TEXTO DE LECTURA →
De unos años para acá, se ha instalado en la vida literaria un concepto supuestamente intelectual al que titulan "Taller literario". Hoy, ese concepto y su acción corren por todo el mundo con una aparente solvencia de magisterio. Un "profesor" —convocante del taller— muestra su sabiduría literaria a los participantes del taller, gentes de mediana y mayor edad que, por la razón que sea, deciden "aprender" a escribir un poema, un cuento o una novela con el conocimiento que el "profesor" va a transmitirles.

En su interior, en los recovecos de su alma y de su voluntad, el participante busca por este medio llegar a ser un escritor en breve tiempo e introducirse en un mundo intelectual y editorial que le permita ser reconocido como tal. Nihil novum sub sole.

Obsérvese que el taller no es una conferencia ni una charla de quienes saben de lo que hablan ante un público que siente curiosidad por cuanto va a descifrar el escritor en sus palabras: es una clase, se supone que académica, que les hace suponer a los participantes que el "maestro", a través de esta tardía educación sentimental, los va a convertir en escritores, poetas, novelistas, críticos, ensayistas…

No voy a negar que algunos de estos talleres, creados por verdaderos escritores con sobrada auctoritas en ciertas universidades norteamericanas, han alumbrado a determinados participantes que llegaron a ser después de años escritores de renombre nacional e internacional.

Pero la proliferación de los talleres literarios originarios, con sentido universitario, ha ido poco a poco degenerando en una elemental terapia de cháchara colectiva que más parece un acto para la psiquiatría que para elemental terapia de aprendizaje de la literatura como tal. Además se crea en estos talleres con suma frecuencia un vínculo psiquiátrico en el que los alumnos se sienten en una zona de confort y por el que trabajan por un camino cierto.

Lasciate ogni speranza. He asistido a dos o tres talleres literarios dados por escritores que, en verdad, dejan mucho que desear en sus conocimientos literarios y carecen del método de la enseñanza y la disciplina. Y, sin embargo, los alumnos caen en un estado de admiración hacia el maestro que les muestra el camino de la salvación.

Lo primero que un maestro de un taller literario debe de enseñarles a sus participantes es que es demasiado tarde para llegar a ser lo que alguna vez soñaron: escritores. Lo sabemos porque en casi todos los alumnos faltan lecturas por los cuatro costados y forma parte del fraude convencer a los participantes de que con esfuerzo y entusiasmo van a llegar pronto al éxito y a la meta.

Es cierto también que esta cháchara psiquiátrica se convierte en una pequeña fuente de ingresos para los "maestros" que, a veces, dependen de esa función para ganarse la vida y necesitan, por tanto, instituciones y participantes que alimenten su bolsa.

Descripciones de regiones en lenguaje natural
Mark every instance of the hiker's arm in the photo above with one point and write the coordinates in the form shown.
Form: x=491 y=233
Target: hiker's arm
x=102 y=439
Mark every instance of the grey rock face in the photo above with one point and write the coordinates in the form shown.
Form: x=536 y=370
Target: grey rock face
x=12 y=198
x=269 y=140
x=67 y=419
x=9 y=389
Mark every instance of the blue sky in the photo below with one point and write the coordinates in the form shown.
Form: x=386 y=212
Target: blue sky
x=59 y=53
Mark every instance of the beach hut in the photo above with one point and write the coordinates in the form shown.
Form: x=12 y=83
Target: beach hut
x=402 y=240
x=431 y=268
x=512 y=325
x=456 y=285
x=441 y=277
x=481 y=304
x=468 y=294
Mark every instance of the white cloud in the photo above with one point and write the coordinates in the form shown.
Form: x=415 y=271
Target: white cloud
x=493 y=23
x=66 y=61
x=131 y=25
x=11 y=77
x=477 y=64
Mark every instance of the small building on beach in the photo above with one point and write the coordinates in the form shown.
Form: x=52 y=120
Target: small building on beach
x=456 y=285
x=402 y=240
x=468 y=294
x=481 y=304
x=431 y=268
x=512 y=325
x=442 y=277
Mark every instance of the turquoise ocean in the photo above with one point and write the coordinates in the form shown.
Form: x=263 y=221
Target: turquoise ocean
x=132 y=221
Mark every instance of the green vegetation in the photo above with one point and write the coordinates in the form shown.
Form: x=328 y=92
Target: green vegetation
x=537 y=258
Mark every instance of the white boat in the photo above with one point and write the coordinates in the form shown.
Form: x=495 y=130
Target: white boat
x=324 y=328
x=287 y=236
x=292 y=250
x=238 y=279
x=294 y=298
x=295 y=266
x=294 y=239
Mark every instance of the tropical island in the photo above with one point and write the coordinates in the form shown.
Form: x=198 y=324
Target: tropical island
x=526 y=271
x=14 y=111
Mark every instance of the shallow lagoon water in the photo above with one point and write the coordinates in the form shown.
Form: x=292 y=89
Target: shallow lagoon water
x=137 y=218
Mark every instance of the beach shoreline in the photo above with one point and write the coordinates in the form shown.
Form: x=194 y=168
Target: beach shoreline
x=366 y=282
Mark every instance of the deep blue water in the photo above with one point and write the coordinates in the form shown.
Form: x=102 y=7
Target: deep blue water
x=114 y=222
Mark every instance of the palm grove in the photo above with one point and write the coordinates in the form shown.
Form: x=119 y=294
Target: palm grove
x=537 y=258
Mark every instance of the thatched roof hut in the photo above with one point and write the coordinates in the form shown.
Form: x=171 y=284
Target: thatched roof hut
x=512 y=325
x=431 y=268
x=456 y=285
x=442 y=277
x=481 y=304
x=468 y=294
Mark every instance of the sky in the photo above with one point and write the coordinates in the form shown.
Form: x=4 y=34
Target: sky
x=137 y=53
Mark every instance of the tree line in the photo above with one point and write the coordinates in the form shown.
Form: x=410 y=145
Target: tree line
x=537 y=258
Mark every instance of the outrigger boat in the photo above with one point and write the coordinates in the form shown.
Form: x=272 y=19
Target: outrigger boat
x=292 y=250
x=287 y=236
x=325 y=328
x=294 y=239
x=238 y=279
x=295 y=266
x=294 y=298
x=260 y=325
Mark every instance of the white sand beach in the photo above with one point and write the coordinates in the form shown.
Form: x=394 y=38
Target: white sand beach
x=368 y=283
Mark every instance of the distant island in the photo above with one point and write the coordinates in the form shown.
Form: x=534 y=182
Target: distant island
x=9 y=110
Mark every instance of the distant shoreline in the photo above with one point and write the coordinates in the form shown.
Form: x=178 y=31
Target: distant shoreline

TAREA ASIGNADA 1 →
En el texto sobre los talleres literarios, ¿qué es lo primero que un maestro de taller debe enseñar a sus participantes?
TAREA ASIGNADA 2 →
Reescribe el pasaje del texto sobre los talleres literarios desde "Pero la proliferación" hasta "un camino cierto.", ambos incluidos, cambiando "cháchara colectiva" por "charla colectiva".
El listado no hace falta para resolver las tareas.

RESPUESTA DEL EJERCICIO 1 →
Que es demasiado tarde para llegar a ser lo que alguna vez soñaron: escritores.

RESPUESTA DEL EJERCICIO 2 →
Pero la proliferación de los talleres literarios originarios, con sentido universitario, ha ido poco a poco degenerando en una elemental terapia de charla colectiva que más parece un acto para la psiquiatría que para elemental terapia de aprendizaje de la literatura como tal. Además se crea en estos talleres con suma frecuencia un vínculo psiquiátrico en el que los alumnos se sienten en una zona de confort y por el que trabajan por un camino cierto.